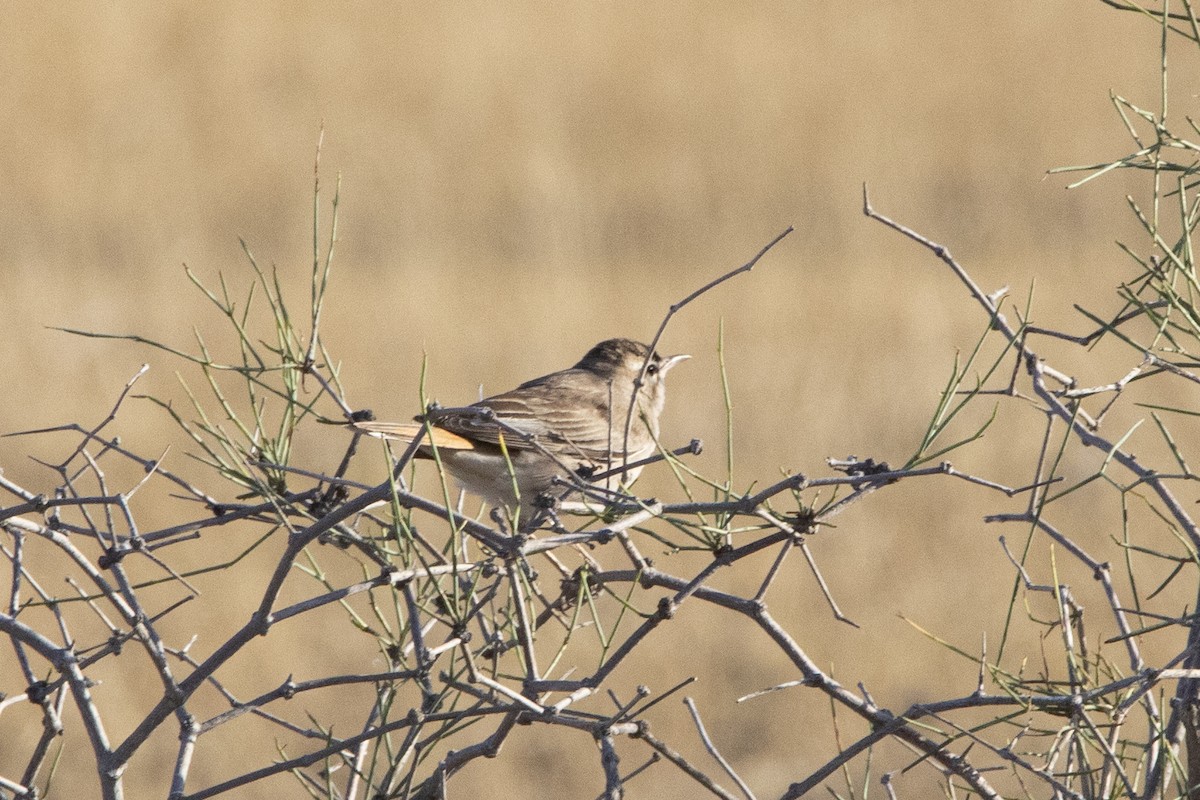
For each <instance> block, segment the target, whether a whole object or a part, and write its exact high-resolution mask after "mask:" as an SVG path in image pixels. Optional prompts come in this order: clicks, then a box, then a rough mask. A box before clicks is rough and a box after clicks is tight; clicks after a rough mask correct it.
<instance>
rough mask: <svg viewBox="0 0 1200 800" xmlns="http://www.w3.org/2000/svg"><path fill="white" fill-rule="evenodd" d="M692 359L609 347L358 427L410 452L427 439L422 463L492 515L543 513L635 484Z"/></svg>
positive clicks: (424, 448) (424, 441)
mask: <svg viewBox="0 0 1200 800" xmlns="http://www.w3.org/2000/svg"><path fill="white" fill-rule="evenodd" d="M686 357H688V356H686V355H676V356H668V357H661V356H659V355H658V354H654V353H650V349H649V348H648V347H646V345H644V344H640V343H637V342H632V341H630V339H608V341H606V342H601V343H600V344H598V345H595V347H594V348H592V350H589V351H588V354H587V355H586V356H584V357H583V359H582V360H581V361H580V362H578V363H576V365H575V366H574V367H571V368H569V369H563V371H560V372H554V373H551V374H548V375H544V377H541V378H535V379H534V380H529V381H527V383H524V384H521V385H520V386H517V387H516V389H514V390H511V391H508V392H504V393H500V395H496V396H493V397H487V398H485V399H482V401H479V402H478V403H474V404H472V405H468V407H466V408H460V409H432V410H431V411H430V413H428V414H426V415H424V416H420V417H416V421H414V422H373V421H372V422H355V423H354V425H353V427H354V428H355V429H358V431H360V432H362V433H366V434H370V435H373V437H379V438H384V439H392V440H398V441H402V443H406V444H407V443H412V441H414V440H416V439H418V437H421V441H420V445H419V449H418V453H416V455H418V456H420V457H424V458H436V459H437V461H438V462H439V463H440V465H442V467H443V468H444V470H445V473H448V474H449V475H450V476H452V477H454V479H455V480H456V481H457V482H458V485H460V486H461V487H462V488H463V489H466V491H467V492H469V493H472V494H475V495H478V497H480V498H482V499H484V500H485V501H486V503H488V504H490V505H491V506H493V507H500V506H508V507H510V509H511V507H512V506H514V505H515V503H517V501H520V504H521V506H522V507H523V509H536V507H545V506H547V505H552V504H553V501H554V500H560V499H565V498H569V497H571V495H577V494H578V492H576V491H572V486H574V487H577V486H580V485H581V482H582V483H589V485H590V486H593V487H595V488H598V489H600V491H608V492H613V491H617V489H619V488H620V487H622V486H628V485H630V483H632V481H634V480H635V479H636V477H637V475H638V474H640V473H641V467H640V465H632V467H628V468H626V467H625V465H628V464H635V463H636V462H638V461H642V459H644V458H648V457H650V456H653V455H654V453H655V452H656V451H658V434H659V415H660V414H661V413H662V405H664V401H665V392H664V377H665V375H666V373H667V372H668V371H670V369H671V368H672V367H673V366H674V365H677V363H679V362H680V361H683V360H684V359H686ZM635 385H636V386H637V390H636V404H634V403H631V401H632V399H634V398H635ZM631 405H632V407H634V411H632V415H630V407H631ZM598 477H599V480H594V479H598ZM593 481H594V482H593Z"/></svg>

________________

WHAT IS BEING ASKED
Please rewrite the lines above as a numbered list with blank lines omitted, leaving the picture out.

TASK SOLUTION
1. For each <instance> block, segment the target, whether a whole object or a part, and write its exact high-resolution mask after "mask:" as an SVG path in image pixels. Optional prompts come in this order: clicks, then a box, then a rough mask. A box before clicks is rough and a box after clicks is tight; clicks after a rough mask correct it.
2. <instance>
3. rough mask: <svg viewBox="0 0 1200 800" xmlns="http://www.w3.org/2000/svg"><path fill="white" fill-rule="evenodd" d="M692 359L609 347L358 427L410 452L427 439L422 463L492 515L543 513L635 484Z"/></svg>
4. positive clicks: (424, 448) (424, 441)
5. mask: <svg viewBox="0 0 1200 800" xmlns="http://www.w3.org/2000/svg"><path fill="white" fill-rule="evenodd" d="M686 357H688V356H686V355H676V356H668V357H661V356H659V355H658V354H654V353H650V349H649V348H648V347H646V345H644V344H640V343H637V342H632V341H630V339H608V341H606V342H601V343H600V344H598V345H595V347H594V348H592V350H589V351H588V354H587V355H586V356H584V357H583V359H582V360H581V361H580V362H578V363H576V365H575V366H574V367H571V368H569V369H563V371H560V372H554V373H551V374H548V375H544V377H541V378H535V379H534V380H529V381H527V383H524V384H521V385H520V386H517V387H516V389H514V390H511V391H508V392H504V393H500V395H496V396H493V397H487V398H485V399H482V401H479V402H478V403H474V404H472V405H468V407H466V408H460V409H432V410H431V411H430V413H428V414H426V415H424V416H420V417H416V421H414V422H373V421H372V422H355V423H354V425H353V427H354V428H355V429H358V431H360V432H362V433H366V434H370V435H373V437H379V438H384V439H392V440H398V441H402V443H406V444H407V443H412V441H414V440H416V439H418V437H421V441H420V445H419V449H418V453H416V455H418V456H420V457H424V458H436V459H437V461H438V462H439V463H440V465H442V467H443V468H444V470H445V473H448V474H449V475H450V476H452V477H454V479H455V480H456V481H457V482H458V485H460V486H461V487H462V488H463V489H466V491H467V492H469V493H472V494H475V495H478V497H480V498H482V499H484V500H485V501H486V503H488V504H490V505H491V506H493V507H500V506H508V507H510V509H511V507H512V506H514V505H515V503H517V501H520V504H521V506H522V507H523V509H536V507H545V506H547V505H552V504H553V501H554V500H560V499H565V498H569V497H571V495H577V494H578V492H576V491H572V486H574V487H577V486H580V485H581V482H582V483H589V485H590V486H593V487H595V488H598V489H600V491H608V492H613V491H617V489H619V488H620V487H622V486H628V485H630V483H632V481H634V480H635V479H636V477H637V475H638V474H640V473H641V467H640V465H632V467H628V468H626V467H625V465H628V464H635V463H636V462H638V461H642V459H644V458H648V457H650V456H653V455H654V453H655V452H656V451H658V434H659V415H660V414H661V413H662V405H664V401H665V392H664V377H665V375H666V373H667V372H668V371H670V369H671V368H672V367H673V366H674V365H677V363H679V362H680V361H683V360H684V359H686ZM635 385H636V386H637V390H636V404H634V403H631V401H632V399H634V398H635ZM631 405H632V407H634V411H632V415H630V407H631ZM598 477H599V480H594V479H598ZM593 481H594V482H593Z"/></svg>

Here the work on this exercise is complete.